§ **Excerpt**

·····

WORST HITTER, AMERICAN LEAGUE
Stephen Drew, Boston-New York

BA
R
H
2B
3B
HR
RBI
BB
IB
HB
SB
.162 18 44 14 1 7 26 24 3 0 1

We all thought, last winter, that the veteran shortstop wasn’t worth the many dollars he and super-agent Scott Boras tried to command on the free agent market. But we didn’t know that he was going to be this bad, either. It didn’t matter if it was the Red Sox (.176) or the Yankees (.150), Drew stunk it up at the plate from start to finish. Boras now has his work cut out even more as Drew becomes a free agent yet again and is already lobbying him with claims that he’s still “elite” and “the best defensive shortstop” among the free agents. So once was Leo Durocher, all while he was called the All-American Out.


WORST HITTER, NATIONAL LEAGUE
Dan Uggla, Atlanta-San Francisco

BA
R
H
2B
3B
HR
RBI
BB
IB
HB
SB
.149 14 21 3 0 2 10 11 0 4 0

It’s apparently the end of the road for a player who not long ago could be counted on year in and year out for 30-plus homers and 70-plus walks. Uggla extended a miserable trend from late last year, unable to get anything going at the plate; the Braves finally gave up and let him go in July. The Giants took a chance on him but wondered why after 11 hitless at-bats and six strikeouts. Chances are, if he’s playing baseball next Apri,l it will be in the minors. He’ll be well compensated, too; the Braves owe him $13 million in 2015.

·····

§ **Entries provided**
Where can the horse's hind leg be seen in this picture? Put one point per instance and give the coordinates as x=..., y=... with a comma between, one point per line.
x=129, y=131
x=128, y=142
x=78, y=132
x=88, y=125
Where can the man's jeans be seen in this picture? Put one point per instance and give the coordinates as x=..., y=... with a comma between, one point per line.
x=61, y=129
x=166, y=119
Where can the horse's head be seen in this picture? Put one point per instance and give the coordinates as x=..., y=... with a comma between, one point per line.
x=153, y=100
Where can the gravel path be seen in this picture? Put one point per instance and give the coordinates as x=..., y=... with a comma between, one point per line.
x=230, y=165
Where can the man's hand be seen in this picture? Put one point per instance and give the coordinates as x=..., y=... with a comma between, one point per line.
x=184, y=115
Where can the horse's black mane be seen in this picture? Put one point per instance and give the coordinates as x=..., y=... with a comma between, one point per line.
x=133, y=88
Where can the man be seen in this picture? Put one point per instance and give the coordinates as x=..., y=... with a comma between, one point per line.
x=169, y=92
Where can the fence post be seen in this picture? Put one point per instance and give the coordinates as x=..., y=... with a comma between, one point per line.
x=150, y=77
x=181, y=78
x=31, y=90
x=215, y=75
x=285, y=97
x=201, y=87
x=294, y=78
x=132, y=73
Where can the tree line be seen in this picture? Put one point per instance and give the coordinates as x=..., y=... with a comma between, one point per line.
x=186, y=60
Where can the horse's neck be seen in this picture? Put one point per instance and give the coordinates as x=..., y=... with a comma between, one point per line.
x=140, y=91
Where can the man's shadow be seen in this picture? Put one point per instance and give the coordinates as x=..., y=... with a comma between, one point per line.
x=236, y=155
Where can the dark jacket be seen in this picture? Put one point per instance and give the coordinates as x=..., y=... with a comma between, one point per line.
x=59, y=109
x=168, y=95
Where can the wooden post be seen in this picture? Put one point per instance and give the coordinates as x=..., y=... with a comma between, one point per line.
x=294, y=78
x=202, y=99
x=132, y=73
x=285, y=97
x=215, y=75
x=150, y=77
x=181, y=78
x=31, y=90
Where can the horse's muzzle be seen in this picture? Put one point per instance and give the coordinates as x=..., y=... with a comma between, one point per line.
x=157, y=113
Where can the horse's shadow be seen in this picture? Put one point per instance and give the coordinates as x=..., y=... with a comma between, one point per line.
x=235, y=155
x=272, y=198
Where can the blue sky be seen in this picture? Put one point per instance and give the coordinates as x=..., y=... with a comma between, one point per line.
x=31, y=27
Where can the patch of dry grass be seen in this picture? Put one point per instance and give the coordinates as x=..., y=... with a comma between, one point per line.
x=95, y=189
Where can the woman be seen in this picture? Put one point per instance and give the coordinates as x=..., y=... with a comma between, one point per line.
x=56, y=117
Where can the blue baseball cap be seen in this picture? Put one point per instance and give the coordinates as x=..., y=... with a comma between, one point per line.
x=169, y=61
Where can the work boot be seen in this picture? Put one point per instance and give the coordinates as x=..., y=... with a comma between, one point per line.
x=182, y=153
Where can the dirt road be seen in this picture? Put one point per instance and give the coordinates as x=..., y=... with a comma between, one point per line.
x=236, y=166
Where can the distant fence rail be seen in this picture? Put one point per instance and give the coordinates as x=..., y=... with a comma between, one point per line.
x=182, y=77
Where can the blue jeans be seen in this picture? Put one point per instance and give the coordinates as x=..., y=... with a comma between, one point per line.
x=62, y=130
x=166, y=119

·····

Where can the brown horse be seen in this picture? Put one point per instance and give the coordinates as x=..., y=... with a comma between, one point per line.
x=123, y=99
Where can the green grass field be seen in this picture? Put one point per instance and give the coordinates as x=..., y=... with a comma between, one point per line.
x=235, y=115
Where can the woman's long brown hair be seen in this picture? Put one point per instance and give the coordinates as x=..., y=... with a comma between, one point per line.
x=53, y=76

·····

§ **What is required**
Copy the worst-hitters text again, starting at "It’s apparently the" and stopping after "million in 2015.". In that passage, switch "homers" to "home runs".

§ **Final result**
It’s apparently the end of the road for a player who not long ago could be counted on year in and year out for 30-plus home runs and 70-plus walks. Uggla extended a miserable trend from late last year, unable to get anything going at the plate; the Braves finally gave up and let him go in July. The Giants took a chance on him but wondered why after 11 hitless at-bats and six strikeouts. Chances are, if he’s playing baseball next Apri,l it will be in the minors. He’ll be well compensated, too; the Braves owe him $13 million in 2015.